Zielsetzung 1: Geben Sie den Abschnitt des Dokuments über „soft power“ und Postkolonialismus zwischen „Kultureller Postkolonialismus in“ und „Joseph S. Nye Jr.“, beide eingeschlossen, wortgetreu wieder.

Dokument:
Kultureller Postkolonialismus in Zeiten der „soft power“

Die Bundeszentrale für politische Bildung (bpb) beschreibt den Begriff „soft power“ [engl.: »weiche Macht«] als eine besondere Form der Machtausübung von Staaten und politischen Akteuren über andere Staaten und Gesellschaften. Zu den Mitteln der „soft power“ zählen, im Unterschied zur „hard power“ [engl. »harte Macht«] mit militärischen Ressourcen, die Vorbildfunktion, Attraktivität und die Vermittlung eigener Normen und Werte. Dabei ist das Spektrum sehr weit gefasst: es reicht von der Anziehungskraft des »American Way of Life« bis zu westlichen Werten wie Demokratie und Menschenrechte, die als Maßstab und Vorbild dienen und zu einer nicht militärischen Konfliktlösung in internationalen Beziehungen beitragen. Geprägt wurde der Begriff in den späten 1980er Jahren vom US-amerikanischen Politikwissenschaftler Joseph S. Nye Jr.

Zu Postkolonialismus schreibt die bpb, dass viele der Aspekte aus dem Kolonialismus nicht zuletzt dank der Anregungen der Postcolonial Studies ins Zentrum der Kolonialgeschichtsschreibung gerückt sind. Diese Forschungsrichtung entstand in den 1980er Jahren, meist unter Bezug auf das Buch Orientalismus von Edward Said. Die Perspektive ist jedoch älter, und bereits bei Mahatma Gandhi, Frantz Fanon oder Aimé Césaire in der Nachkriegszeit finden sich Positionen, die eine ähnlich gelagerte Kritik am kolonialen Diskurs formuliert haben.

Einträge:
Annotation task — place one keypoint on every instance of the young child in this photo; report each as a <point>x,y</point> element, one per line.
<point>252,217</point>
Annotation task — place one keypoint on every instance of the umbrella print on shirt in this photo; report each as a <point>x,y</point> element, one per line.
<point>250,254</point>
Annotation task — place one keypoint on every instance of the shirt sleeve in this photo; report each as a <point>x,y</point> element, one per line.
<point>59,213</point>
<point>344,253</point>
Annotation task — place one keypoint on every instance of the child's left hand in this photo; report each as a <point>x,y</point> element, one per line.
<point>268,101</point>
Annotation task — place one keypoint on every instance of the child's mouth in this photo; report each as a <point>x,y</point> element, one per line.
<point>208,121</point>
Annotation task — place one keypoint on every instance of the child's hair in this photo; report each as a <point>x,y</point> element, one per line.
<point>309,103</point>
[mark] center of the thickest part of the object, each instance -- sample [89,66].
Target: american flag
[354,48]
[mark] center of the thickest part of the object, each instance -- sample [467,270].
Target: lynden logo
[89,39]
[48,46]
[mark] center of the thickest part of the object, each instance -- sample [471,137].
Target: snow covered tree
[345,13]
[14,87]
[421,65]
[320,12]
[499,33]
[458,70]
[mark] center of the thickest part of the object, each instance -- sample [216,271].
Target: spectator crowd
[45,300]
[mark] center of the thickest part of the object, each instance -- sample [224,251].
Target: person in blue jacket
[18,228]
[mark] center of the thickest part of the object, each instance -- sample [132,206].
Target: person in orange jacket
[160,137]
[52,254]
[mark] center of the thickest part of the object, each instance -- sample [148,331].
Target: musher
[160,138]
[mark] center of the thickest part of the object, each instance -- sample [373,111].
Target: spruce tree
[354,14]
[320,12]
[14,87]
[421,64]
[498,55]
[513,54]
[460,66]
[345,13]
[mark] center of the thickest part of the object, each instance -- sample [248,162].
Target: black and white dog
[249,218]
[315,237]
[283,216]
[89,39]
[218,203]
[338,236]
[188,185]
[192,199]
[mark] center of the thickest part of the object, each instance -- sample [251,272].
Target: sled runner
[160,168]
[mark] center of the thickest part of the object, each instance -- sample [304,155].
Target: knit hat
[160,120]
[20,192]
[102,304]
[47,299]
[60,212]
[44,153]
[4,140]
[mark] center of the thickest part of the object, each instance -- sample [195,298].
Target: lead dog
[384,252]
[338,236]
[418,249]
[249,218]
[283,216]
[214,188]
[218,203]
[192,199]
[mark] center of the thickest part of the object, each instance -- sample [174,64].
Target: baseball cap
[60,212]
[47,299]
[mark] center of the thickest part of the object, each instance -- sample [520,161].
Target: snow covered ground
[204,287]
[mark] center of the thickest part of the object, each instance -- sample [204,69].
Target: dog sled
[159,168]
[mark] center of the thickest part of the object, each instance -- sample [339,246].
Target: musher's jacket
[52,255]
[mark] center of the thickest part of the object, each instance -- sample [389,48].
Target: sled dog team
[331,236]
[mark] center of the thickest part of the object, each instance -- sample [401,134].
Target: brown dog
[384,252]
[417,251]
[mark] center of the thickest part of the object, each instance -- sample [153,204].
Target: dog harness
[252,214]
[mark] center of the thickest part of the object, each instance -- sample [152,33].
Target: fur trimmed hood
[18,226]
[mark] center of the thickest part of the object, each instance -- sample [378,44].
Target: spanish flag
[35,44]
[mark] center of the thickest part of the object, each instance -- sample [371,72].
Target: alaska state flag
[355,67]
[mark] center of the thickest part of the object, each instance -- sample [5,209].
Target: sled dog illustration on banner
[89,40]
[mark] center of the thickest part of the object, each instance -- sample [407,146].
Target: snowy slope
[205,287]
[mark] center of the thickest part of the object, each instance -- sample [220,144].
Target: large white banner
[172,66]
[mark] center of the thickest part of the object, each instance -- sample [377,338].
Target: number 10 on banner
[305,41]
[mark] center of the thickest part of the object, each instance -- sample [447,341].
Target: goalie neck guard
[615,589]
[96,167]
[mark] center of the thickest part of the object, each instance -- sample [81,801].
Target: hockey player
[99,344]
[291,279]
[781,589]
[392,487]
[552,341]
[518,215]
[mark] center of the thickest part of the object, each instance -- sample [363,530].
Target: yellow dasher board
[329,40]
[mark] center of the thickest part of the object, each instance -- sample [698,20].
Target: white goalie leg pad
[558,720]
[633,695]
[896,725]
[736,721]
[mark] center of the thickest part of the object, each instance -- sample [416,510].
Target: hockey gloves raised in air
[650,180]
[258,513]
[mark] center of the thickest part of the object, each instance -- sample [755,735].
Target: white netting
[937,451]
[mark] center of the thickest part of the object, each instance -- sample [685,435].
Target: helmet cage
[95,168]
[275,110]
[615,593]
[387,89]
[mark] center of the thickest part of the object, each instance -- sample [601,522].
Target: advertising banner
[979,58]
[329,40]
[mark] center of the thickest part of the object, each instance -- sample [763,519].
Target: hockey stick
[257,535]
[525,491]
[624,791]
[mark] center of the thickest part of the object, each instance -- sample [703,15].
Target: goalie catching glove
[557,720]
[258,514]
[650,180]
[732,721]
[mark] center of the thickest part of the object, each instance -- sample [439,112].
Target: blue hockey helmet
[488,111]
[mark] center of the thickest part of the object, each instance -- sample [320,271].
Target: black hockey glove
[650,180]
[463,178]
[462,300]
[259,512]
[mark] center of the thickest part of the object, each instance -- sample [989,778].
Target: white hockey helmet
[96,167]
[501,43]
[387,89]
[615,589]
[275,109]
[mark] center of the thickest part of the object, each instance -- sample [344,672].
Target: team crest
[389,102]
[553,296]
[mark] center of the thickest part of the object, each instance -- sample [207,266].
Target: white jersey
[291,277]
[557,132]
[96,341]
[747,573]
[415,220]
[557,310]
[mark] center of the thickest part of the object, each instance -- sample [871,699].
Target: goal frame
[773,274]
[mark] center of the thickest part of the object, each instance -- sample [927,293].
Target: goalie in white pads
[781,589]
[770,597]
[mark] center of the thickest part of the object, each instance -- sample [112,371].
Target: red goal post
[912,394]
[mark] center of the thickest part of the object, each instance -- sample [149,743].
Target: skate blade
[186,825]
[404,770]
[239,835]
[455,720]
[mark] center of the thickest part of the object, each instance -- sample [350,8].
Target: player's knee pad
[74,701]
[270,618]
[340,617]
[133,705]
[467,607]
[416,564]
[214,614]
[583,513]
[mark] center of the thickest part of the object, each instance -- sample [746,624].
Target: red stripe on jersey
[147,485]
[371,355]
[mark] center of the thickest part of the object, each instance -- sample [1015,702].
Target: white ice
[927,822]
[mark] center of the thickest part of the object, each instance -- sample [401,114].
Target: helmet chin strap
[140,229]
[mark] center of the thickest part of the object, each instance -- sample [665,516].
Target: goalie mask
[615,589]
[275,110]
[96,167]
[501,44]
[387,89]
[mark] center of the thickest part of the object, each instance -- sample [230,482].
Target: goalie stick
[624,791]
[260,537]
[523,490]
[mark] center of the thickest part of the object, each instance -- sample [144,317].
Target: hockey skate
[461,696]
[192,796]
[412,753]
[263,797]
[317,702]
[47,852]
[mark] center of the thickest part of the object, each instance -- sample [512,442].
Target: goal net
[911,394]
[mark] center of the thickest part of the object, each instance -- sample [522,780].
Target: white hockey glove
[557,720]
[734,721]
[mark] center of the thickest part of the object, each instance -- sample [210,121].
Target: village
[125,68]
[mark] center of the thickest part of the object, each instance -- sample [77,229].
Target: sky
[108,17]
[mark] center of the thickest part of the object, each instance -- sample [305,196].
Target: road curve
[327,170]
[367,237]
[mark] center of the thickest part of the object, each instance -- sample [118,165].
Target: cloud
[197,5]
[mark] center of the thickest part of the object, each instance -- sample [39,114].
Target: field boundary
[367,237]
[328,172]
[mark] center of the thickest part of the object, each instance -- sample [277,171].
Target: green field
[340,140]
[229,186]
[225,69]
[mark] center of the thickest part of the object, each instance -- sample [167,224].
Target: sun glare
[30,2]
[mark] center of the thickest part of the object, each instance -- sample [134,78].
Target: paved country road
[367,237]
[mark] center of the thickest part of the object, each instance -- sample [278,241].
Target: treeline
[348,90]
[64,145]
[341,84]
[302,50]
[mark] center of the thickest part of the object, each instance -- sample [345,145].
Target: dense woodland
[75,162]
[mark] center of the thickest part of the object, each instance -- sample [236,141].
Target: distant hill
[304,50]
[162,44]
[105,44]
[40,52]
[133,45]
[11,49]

Zielsetzung 2: Schreiben Sie die Zeilen im Abschnitt „Einträge“ vom Anfang bis einschließlich der Zeile mit „<point>252,217</point>“ als JSON-Liste von Zeichenketten um, eine Zeichenkette je Zeile und ohne Leerzeilen.

Lösung der Aufgabe 1:
Kultureller Postkolonialismus in Zeiten der „soft power“

Die Bundeszentrale für politische Bildung (bpb) beschreibt den Begriff „soft power“ [engl.: »weiche Macht«] als eine besondere Form der Machtausübung von Staaten und politischen Akteuren über andere Staaten und Gesellschaften. Zu den Mitteln der „soft power“ zählen, im Unterschied zur „hard power“ [engl. »harte Macht«] mit militärischen Ressourcen, die Vorbildfunktion, Attraktivität und die Vermittlung eigener Normen und Werte. Dabei ist das Spektrum sehr weit gefasst: es reicht von der Anziehungskraft des »American Way of Life« bis zu westlichen Werten wie Demokratie und Menschenrechte, die als Maßstab und Vorbild dienen und zu einer nicht militärischen Konfliktlösung in internationalen Beziehungen beitragen. Geprägt wurde der Begriff in den späten 1980er Jahren vom US-amerikanischen Politikwissenschaftler Joseph S. Nye Jr.

Lösung der Aufgabe 2:
[
  "Annotation task — place one keypoint on every instance of the young child in this photo; report each as a <point>x,y</point> element, one per line.",
  "<point>252,217</point>"
]